[Your goal]:
Collect all lines from the records below that include the word "fireplace".
━━━ Data to use ━━━
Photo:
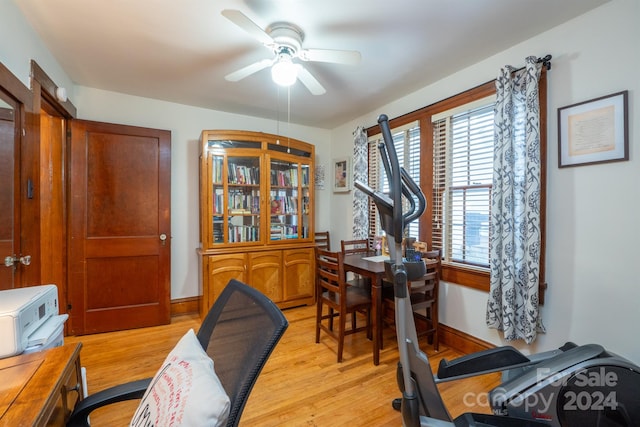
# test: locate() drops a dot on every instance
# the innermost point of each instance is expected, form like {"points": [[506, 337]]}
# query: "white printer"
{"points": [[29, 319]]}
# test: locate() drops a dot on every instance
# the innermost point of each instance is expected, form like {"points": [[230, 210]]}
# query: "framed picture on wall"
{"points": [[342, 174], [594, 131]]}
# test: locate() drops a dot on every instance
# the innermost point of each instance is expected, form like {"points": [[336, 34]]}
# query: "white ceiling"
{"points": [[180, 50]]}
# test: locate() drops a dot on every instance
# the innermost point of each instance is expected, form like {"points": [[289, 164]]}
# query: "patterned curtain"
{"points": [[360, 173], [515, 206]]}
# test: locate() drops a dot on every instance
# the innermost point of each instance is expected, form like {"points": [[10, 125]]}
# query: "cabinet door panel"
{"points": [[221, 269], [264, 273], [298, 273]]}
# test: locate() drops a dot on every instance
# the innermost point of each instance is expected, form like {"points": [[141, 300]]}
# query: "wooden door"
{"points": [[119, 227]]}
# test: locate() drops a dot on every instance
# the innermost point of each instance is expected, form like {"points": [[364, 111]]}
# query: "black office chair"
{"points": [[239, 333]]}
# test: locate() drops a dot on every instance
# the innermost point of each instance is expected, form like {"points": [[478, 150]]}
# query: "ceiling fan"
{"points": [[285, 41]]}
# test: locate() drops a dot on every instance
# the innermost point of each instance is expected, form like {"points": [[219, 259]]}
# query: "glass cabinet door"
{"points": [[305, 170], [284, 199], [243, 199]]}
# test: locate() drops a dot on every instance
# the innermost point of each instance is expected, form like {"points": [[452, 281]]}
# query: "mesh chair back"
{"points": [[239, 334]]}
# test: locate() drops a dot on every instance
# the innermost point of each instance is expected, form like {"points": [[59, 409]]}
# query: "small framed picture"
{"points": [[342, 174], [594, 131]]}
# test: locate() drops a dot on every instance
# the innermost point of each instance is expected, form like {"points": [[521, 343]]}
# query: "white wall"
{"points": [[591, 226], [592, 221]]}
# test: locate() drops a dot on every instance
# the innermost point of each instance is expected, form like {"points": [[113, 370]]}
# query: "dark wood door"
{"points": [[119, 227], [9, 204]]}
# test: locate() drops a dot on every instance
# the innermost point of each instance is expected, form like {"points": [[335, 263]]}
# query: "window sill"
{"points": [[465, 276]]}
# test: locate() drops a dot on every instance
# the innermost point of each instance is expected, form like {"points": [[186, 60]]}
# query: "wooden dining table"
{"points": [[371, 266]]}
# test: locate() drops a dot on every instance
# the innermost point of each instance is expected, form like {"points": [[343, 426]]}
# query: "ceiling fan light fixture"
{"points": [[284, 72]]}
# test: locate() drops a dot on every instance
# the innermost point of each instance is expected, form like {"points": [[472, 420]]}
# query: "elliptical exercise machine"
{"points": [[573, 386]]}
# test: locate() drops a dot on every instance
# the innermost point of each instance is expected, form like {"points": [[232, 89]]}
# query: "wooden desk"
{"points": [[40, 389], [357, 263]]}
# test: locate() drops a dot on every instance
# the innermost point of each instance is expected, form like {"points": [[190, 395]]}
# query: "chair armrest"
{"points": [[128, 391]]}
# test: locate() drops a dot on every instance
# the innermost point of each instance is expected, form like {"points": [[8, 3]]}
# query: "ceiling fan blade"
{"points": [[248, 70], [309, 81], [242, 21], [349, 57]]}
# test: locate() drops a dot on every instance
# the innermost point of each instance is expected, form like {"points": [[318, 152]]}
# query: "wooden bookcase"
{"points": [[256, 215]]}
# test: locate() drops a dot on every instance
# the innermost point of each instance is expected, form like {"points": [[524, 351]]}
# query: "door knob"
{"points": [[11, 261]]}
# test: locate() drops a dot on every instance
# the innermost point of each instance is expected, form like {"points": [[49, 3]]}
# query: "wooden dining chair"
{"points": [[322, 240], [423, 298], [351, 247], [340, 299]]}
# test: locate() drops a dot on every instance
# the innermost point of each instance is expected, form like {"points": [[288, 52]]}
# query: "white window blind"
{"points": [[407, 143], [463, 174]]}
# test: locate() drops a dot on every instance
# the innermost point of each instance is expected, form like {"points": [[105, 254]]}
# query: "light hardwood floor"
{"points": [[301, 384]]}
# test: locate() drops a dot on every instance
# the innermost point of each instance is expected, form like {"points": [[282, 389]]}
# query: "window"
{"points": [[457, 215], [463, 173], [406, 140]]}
━━━
━━━ Data to use ━━━
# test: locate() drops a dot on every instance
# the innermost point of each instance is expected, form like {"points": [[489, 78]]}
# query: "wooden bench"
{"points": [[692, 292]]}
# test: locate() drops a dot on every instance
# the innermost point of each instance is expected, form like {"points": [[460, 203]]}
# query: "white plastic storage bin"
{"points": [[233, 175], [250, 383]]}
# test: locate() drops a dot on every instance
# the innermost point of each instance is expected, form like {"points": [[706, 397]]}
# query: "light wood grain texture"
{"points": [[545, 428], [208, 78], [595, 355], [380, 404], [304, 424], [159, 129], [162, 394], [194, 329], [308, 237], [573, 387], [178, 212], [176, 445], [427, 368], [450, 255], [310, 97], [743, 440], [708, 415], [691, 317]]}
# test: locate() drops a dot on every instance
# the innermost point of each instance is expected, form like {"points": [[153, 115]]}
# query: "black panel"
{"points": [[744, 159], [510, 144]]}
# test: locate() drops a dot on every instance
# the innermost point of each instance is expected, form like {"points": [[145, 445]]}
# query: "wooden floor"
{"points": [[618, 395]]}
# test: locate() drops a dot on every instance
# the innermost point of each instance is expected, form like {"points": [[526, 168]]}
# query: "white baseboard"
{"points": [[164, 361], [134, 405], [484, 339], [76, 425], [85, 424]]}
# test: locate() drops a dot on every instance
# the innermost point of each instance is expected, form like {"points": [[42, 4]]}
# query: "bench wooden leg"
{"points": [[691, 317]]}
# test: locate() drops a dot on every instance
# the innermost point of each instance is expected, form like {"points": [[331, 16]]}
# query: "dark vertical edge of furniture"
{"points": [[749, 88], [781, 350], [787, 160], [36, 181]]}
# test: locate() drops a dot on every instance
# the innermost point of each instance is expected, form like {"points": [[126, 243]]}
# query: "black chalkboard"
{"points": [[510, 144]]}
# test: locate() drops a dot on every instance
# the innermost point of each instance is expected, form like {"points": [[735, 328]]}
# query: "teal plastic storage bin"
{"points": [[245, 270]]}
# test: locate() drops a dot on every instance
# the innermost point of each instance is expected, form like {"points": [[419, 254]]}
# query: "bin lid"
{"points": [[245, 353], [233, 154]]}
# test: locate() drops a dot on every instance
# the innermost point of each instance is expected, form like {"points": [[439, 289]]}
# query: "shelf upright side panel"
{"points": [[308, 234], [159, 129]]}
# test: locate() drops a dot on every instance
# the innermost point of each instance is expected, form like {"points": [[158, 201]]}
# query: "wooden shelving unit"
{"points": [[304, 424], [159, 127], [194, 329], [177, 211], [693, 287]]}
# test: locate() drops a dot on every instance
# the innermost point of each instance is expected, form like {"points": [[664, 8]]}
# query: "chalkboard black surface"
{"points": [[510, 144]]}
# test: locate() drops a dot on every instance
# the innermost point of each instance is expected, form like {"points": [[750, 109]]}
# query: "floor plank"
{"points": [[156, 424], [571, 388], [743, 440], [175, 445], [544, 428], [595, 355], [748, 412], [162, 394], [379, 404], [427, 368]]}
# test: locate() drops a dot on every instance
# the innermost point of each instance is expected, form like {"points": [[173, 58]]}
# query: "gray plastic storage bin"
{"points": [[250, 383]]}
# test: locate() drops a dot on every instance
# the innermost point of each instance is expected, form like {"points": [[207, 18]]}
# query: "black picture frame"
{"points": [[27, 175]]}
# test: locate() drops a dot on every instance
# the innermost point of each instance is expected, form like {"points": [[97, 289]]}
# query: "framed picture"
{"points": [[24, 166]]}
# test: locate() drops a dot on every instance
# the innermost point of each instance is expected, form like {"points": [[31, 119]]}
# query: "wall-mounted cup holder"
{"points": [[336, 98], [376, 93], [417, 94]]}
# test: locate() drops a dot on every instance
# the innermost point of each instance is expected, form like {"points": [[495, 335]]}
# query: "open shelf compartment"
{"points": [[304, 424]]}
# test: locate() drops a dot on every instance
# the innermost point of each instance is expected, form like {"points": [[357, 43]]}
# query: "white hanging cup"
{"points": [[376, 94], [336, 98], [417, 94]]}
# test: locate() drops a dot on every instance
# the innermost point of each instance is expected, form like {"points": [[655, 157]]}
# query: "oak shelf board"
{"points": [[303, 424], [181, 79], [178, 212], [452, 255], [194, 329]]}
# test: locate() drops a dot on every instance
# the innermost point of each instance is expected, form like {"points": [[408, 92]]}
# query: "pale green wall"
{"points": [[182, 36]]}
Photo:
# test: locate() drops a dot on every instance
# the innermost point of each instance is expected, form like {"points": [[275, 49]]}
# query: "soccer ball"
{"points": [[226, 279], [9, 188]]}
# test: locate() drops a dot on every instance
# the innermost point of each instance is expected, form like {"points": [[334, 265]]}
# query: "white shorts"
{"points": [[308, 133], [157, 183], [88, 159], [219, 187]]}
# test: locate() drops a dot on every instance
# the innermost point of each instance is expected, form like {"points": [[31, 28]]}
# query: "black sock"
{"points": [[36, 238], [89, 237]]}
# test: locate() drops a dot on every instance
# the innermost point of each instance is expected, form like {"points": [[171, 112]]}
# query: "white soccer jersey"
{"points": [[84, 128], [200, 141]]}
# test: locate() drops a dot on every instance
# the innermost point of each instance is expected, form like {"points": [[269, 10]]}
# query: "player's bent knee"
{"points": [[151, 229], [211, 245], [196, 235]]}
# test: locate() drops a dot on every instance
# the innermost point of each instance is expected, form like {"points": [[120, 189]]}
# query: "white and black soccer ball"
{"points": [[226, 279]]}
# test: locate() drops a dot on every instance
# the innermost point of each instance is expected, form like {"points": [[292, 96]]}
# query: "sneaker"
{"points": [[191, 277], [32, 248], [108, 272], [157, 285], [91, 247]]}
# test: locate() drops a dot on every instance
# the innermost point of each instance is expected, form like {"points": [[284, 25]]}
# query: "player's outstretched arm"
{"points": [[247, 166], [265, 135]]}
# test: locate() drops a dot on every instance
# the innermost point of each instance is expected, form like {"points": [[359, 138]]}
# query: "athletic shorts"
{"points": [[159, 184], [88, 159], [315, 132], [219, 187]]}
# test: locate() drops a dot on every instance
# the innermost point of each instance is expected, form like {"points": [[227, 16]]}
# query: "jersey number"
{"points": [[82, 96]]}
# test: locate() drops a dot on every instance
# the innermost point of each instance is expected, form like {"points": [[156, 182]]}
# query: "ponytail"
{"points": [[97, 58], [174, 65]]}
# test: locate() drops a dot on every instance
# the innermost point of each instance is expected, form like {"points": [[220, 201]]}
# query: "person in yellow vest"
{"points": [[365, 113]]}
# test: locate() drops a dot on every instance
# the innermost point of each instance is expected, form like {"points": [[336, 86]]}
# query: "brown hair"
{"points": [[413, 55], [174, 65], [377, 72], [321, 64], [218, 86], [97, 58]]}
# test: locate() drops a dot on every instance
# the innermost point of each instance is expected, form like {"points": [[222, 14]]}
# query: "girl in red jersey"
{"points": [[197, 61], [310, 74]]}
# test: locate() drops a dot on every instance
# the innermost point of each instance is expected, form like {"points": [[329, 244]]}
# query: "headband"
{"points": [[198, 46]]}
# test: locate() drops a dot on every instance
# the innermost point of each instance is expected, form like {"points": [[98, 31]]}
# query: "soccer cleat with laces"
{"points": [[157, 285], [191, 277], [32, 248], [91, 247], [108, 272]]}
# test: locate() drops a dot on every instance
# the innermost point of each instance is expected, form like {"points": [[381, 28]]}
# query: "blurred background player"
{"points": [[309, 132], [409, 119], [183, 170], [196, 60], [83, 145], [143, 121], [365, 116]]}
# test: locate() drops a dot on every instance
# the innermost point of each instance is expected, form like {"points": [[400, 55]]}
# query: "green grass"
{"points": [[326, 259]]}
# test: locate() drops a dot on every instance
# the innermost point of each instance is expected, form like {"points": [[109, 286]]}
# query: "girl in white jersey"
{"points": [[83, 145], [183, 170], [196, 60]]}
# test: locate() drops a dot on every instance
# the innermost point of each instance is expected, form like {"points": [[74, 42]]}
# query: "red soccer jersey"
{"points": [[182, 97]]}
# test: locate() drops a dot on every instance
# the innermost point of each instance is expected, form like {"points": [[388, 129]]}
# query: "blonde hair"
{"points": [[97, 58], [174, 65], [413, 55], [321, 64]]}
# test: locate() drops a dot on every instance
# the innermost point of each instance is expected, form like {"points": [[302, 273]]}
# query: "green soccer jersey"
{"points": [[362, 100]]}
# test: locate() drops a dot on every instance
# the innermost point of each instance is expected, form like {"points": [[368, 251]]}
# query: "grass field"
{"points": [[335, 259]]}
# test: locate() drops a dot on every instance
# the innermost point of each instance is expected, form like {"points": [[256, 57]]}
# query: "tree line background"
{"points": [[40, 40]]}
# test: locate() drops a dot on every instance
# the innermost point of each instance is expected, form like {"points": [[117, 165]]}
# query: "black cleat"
━━━
━━━ Data to use ━━━
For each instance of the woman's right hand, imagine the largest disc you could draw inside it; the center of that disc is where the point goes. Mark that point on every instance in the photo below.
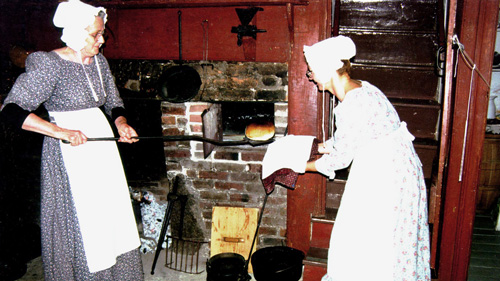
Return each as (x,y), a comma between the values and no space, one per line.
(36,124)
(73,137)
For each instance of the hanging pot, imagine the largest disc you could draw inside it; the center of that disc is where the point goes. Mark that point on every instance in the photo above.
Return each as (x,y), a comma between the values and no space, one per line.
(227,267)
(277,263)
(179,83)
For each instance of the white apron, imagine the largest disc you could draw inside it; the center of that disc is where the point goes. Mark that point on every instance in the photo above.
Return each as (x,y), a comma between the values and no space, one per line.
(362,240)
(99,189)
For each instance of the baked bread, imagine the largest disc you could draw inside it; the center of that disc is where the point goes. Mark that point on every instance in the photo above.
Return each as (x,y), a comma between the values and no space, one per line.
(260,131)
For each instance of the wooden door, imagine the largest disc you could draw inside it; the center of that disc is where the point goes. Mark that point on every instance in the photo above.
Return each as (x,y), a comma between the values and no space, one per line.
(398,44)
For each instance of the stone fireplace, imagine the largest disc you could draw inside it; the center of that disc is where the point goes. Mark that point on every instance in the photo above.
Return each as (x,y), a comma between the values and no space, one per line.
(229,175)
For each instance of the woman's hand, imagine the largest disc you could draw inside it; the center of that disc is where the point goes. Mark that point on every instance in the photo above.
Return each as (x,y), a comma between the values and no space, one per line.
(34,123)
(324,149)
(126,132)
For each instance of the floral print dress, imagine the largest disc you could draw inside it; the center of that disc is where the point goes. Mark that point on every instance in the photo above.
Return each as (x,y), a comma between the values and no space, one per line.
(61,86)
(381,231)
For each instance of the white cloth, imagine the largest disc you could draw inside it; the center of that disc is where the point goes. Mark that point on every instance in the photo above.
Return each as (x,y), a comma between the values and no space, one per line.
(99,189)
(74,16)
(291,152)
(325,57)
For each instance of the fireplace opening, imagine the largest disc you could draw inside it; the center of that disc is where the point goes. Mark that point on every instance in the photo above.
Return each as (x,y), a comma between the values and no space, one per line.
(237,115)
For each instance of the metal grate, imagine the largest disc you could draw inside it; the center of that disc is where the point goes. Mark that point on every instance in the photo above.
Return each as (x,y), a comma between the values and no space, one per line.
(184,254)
━━━
[Answer below]:
For each instance of the stone fireplace, imagine the largest disc you could draw inside it; the center of that disc is where the point goes. Mark that point on every instance in the photo above.
For each instance of the fireplace opening, imagine the largest disc you could draw inside it; the center of that disc is where the point goes. Mark that point on every instance in the photo above.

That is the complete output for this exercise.